RUMUSAN TUGAS: Ketik ulang bagian artikel tentang Manuel Locatelli mulai dari "Tanggal 2 Oktober" sampai dengan "dipeluk rekan setimnya." tanpa mengubah apa pun.

Sponsored
Home
/
Sport

Manuel Locatelli, Contoh Masih Ada Hati di Sepak Bola

Manuel Locatelli, Contoh Masih Ada Hati di Sepak Bola
Preview
wiwidbola08 January 2017
Bagikan :

Tanggal 2 Oktober 2016. AC Milan menyamakan kedudukan menjadi 3-3 dalam laga pekan ke-7 Serie A melawan Sassuolo. Sang penjebol gawang Sassuolo, Manuel Locatelli, merayakan golnya dengan menangis sambil dipeluk rekan setimnya.

Beralih ke 23 Desember 2016. Milan sukses menjuarai Piala Super Italia dengan mengalahkan Juventus 4-3 (1-1) lewat adu penalti.

Lagi-lagi Locatelli kedapatan mewek saat merayakan kesuksesan Milan bersama staf dan pemain lain.

Komentar yang langsung muncul mungkin: ini anak kecil cengeng betul. Sedikit-sedikit menangis.

Tetapi, kalau menyimak latar belakang Locatelli, barangkali bisa dimengerti apa yang dirasakan olehnya pada dua kejadian di atas.

Locatelli adalah produk akademi Atalanta, namun sudah pindah ke Milan saat masih berusia 11 tahun.

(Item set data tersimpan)

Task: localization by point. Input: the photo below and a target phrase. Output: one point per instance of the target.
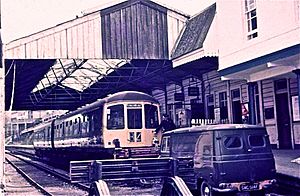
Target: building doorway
(283, 115)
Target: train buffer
(98, 172)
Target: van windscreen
(232, 141)
(184, 143)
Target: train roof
(213, 128)
(130, 96)
(120, 96)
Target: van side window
(256, 140)
(165, 144)
(232, 141)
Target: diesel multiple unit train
(120, 125)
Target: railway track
(47, 180)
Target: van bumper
(235, 187)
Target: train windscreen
(151, 115)
(115, 117)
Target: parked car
(227, 158)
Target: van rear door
(245, 155)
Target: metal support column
(297, 72)
(252, 116)
(2, 110)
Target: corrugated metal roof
(194, 33)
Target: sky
(24, 17)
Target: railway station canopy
(127, 46)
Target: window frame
(249, 19)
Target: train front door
(283, 117)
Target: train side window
(79, 127)
(76, 128)
(151, 116)
(115, 117)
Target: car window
(232, 141)
(256, 140)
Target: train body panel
(122, 122)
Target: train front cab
(129, 128)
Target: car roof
(213, 128)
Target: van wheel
(205, 189)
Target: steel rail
(29, 179)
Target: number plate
(249, 186)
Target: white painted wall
(278, 28)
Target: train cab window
(165, 145)
(134, 118)
(151, 116)
(115, 117)
(256, 140)
(85, 126)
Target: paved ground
(283, 162)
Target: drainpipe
(252, 117)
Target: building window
(251, 18)
(223, 106)
(210, 107)
(257, 106)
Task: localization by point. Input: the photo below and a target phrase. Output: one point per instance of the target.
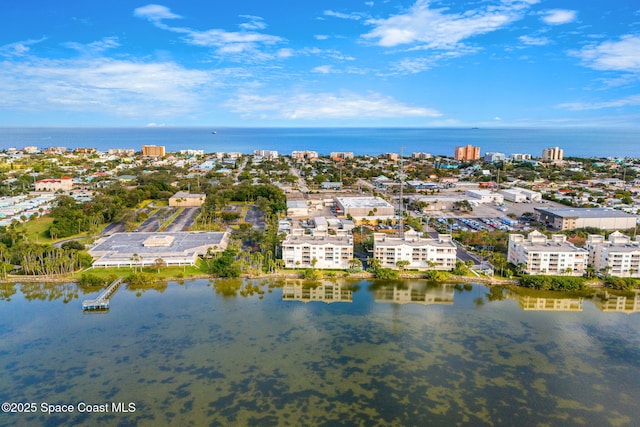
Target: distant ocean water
(578, 142)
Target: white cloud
(19, 48)
(322, 69)
(351, 16)
(534, 41)
(255, 23)
(559, 16)
(633, 100)
(240, 45)
(318, 106)
(118, 87)
(438, 29)
(621, 55)
(96, 47)
(155, 12)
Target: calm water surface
(379, 354)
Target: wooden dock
(102, 301)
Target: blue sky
(489, 63)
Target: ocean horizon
(576, 142)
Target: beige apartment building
(466, 153)
(537, 254)
(421, 253)
(552, 154)
(572, 218)
(341, 155)
(153, 150)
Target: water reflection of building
(533, 303)
(415, 293)
(618, 303)
(325, 292)
(550, 304)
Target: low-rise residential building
(297, 208)
(421, 155)
(493, 157)
(572, 218)
(520, 157)
(422, 253)
(266, 154)
(617, 256)
(319, 250)
(537, 254)
(125, 152)
(341, 155)
(553, 154)
(185, 199)
(153, 150)
(466, 153)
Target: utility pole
(401, 176)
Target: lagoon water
(342, 353)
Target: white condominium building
(618, 256)
(421, 253)
(538, 254)
(319, 250)
(267, 154)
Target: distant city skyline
(419, 63)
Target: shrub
(552, 283)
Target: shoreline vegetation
(293, 274)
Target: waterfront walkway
(102, 301)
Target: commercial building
(485, 196)
(538, 254)
(53, 185)
(319, 250)
(467, 153)
(153, 150)
(297, 208)
(363, 206)
(572, 218)
(552, 154)
(304, 155)
(617, 256)
(185, 199)
(521, 195)
(421, 253)
(146, 249)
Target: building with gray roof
(145, 249)
(572, 218)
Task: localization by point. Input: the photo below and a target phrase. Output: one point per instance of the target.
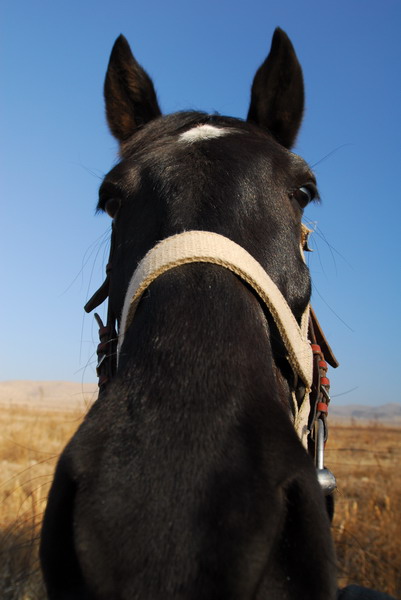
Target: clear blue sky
(203, 55)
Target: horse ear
(129, 93)
(277, 98)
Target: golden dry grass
(367, 527)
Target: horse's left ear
(277, 99)
(128, 91)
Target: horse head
(187, 479)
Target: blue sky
(56, 147)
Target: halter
(302, 342)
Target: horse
(187, 478)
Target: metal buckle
(325, 477)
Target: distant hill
(48, 394)
(67, 394)
(389, 414)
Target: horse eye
(305, 194)
(111, 206)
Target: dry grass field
(367, 525)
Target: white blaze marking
(203, 132)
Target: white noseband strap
(205, 246)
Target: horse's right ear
(129, 93)
(277, 100)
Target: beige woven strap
(205, 246)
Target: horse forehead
(204, 132)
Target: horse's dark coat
(187, 479)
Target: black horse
(187, 479)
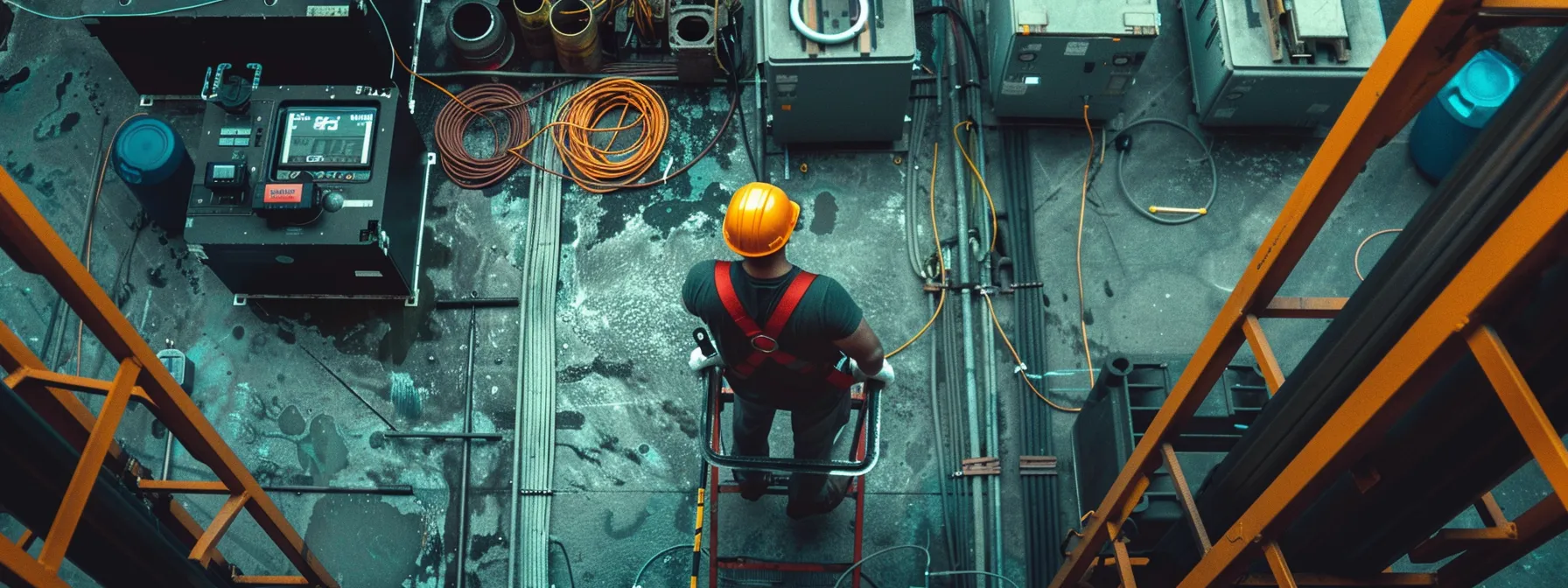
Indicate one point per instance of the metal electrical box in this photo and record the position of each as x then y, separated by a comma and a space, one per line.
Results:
297, 41
311, 192
1047, 57
855, 91
1296, 69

JAWABAN TERTULIS:
Tanggal 2 Oktober 2016. AC Milan menyamakan kedudukan menjadi 3-3 dalam laga pekan ke-7 Serie A melawan Sassuolo. Sang penjebol gawang Sassuolo, Manuel Locatelli, merayakan golnya dengan menangis sambil dipeluk rekan setimnya.